What is needed is an exact copy of every entry, without the pictures.

(Referring expression data)
BEGIN
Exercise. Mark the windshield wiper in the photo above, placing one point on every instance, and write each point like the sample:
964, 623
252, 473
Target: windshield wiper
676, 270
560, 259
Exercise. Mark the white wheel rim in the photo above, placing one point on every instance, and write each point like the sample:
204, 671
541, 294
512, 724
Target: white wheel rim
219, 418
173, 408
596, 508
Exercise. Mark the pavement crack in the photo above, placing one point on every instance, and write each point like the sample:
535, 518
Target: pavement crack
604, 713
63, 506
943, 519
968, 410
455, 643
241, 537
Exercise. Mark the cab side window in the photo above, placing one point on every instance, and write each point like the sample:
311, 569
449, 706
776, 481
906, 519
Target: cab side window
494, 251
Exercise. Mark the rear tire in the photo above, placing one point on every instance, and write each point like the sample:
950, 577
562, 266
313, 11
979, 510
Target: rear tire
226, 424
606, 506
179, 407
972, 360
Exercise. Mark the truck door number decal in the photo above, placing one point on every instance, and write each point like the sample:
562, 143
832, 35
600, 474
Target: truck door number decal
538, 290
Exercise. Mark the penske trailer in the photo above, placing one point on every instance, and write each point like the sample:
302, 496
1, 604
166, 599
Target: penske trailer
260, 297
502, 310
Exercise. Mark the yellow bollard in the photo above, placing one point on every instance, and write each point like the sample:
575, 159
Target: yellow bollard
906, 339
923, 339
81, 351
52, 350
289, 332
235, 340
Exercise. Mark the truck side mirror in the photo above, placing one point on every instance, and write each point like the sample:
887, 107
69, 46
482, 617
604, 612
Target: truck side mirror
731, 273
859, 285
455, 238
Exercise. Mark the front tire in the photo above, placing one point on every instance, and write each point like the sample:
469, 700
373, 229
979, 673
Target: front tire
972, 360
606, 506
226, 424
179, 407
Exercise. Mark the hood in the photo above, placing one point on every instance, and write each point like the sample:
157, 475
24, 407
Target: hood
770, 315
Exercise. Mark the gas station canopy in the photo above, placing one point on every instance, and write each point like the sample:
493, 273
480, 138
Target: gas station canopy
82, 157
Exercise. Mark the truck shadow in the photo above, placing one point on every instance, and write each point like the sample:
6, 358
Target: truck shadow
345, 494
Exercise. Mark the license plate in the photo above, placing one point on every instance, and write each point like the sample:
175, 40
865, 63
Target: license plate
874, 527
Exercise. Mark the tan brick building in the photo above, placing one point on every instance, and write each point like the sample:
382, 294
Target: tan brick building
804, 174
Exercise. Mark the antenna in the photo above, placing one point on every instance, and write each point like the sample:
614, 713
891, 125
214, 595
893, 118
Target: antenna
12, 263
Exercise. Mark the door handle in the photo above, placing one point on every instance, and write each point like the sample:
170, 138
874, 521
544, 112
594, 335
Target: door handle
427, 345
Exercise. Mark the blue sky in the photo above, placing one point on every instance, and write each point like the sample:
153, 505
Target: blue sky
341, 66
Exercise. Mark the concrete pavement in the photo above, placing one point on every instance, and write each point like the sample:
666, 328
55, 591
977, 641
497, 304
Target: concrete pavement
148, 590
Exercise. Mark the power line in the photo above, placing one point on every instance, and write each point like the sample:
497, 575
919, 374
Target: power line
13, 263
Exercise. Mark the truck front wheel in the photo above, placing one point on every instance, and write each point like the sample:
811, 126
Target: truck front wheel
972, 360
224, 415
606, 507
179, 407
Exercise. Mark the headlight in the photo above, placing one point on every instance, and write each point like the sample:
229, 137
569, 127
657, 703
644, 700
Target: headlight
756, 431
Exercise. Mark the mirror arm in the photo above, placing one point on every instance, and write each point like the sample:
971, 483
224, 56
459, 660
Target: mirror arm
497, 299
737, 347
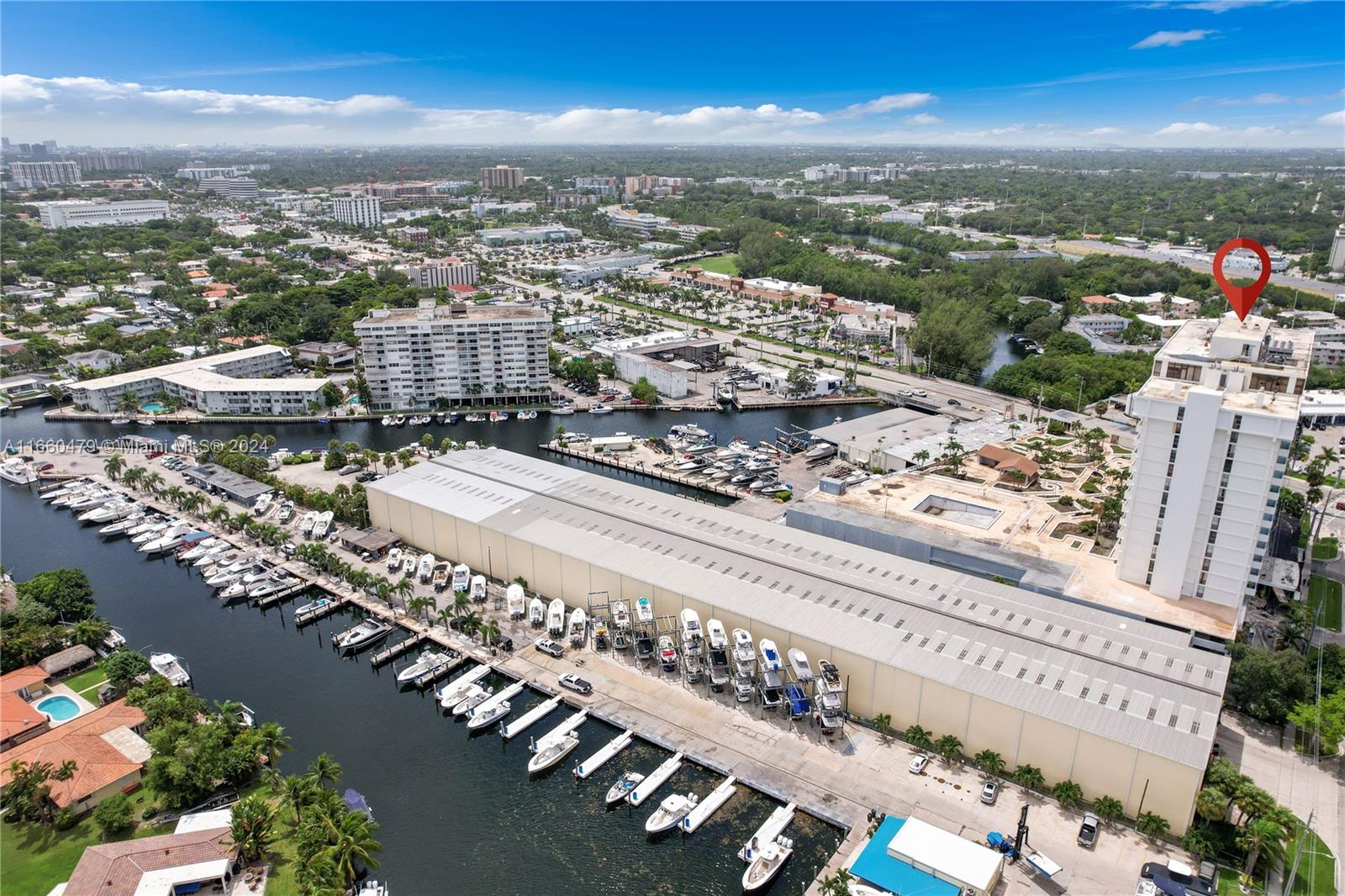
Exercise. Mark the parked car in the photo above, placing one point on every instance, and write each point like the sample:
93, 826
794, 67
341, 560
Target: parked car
551, 647
1089, 831
576, 683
END
[Response to this exercise]
Exercise. Mark the windshield wiper in the photo above, placing one point on every instance, and write each point like the sample:
964, 623
252, 473
Target: windshield wiper
676, 270
560, 259
Exercise. Mark the white wheel rim in the photo above, placing one point on every instance, and write each point like the sample:
204, 671
541, 294
512, 724
Target: white wheel rim
219, 418
173, 408
596, 508
Exercise. Mark the pavement crack in the photo above, placing one point on every instance, and write each point like the sample:
535, 518
Target: pavement crack
604, 713
63, 506
943, 519
968, 410
455, 643
241, 537
Exercise. Mark the cab side window in the photo above, placing one point on every instance, and write each point like the sample:
311, 569
449, 706
776, 481
906, 519
Target: cab side window
494, 251
Exercise. Mark the rear tire in the photo above, placing one point on every instance, and write each point like the sample:
950, 577
562, 266
313, 11
979, 510
Target: rear tire
226, 424
606, 506
179, 407
972, 360
Exercise. Mark the truck door number decal in the photo above, placing one point on every instance, and write each point like the sample:
562, 143
832, 35
600, 474
Target: truck door number decal
538, 290
Exercise. Mark the penske trailer in the photo above, placing one point on every instance, and write each point like the sample:
302, 496
1, 604
166, 599
Target: penske trailer
260, 297
502, 310
Exercise. Mark the yellow bollard in the photo above, placing one point on every instance, and write each point like the sample:
575, 159
Target: yellow bollard
906, 339
923, 339
81, 351
52, 350
289, 332
235, 340
Exercise. Mark the truck side mirror in the photo above, placing one point on every instance, and write each point like the sample:
887, 107
69, 46
482, 617
604, 612
Target: truck side mirror
731, 273
859, 285
455, 238
Exercise. Mark the front tire in the photo above, placing one point on every instance, and write each point like the sample:
469, 700
373, 229
979, 673
Target: front tire
972, 360
606, 506
226, 424
179, 407
Exercise. Mark the hood in the photo above, placing one point on every instance, and write each point like the sample:
157, 475
24, 407
Target: hood
770, 315
Exercise. Mark the gas station canopy in the photo above, placing one point on every instance, and write each point like the sample:
493, 273
480, 138
Target: gas station canopy
82, 157
Exercise. Mark the truck shadow in the photo above, placing one point on every instance, and write each point like the sample:
6, 358
Target: truck shadow
345, 494
Exercise. Mark the license plate in the photo above, placing one point on every instance, and write each point like the sample:
175, 40
865, 63
Target: license plate
874, 527
Exercise. Mark the tan brick building in the photo above, placing one point on every instance, and write each point like the sample:
382, 294
Target: tan brick building
804, 174
Exercise. Mark the antenna in the photo above, placing one point on every instance, and write each point like the sample:
614, 713
891, 125
214, 595
893, 118
Target: antenna
12, 263
Exercise. Mark the door handle in the photo above, placing one point on every instance, and write each point like the sample:
170, 138
874, 521
544, 112
594, 335
Target: door handle
427, 345
Exercise. Mark the blue sky in the photo above, placing one point on every instance, and write each point like the sample:
153, 505
Target: blue sky
341, 66
Exercise. Mark the concrete pavement in the photo above, placing one point on every instance, and write each point like the sample:
666, 328
55, 591
977, 641
497, 304
Target: concrete pavement
148, 590
Exercise. Mark the power line in the photo above, placing one point on every instance, and write each point like the sample:
497, 575
919, 374
Target: power line
13, 263
Exercise. Mark the truck front wheel in the photo above, placing one point on every instance, and write each point like the sample:
811, 126
Target: truck front wheel
972, 360
224, 415
606, 507
179, 407
Exercise. Mark the headlight in the photo above, placing one point on every instance, and write each point like the sample:
229, 137
569, 127
657, 703
644, 700
Target: headlight
756, 431
Exercise. Mark the mirror arm in the photo above, placing one point on every instance, and write each point like the sample:
971, 483
224, 56
459, 660
Target: mirror arm
497, 299
737, 347
Exercise. Mark the parked car in the photo above, placing one point on every instance, and write each point like the sample:
93, 826
794, 67
341, 560
Target: parked car
551, 647
1089, 831
576, 683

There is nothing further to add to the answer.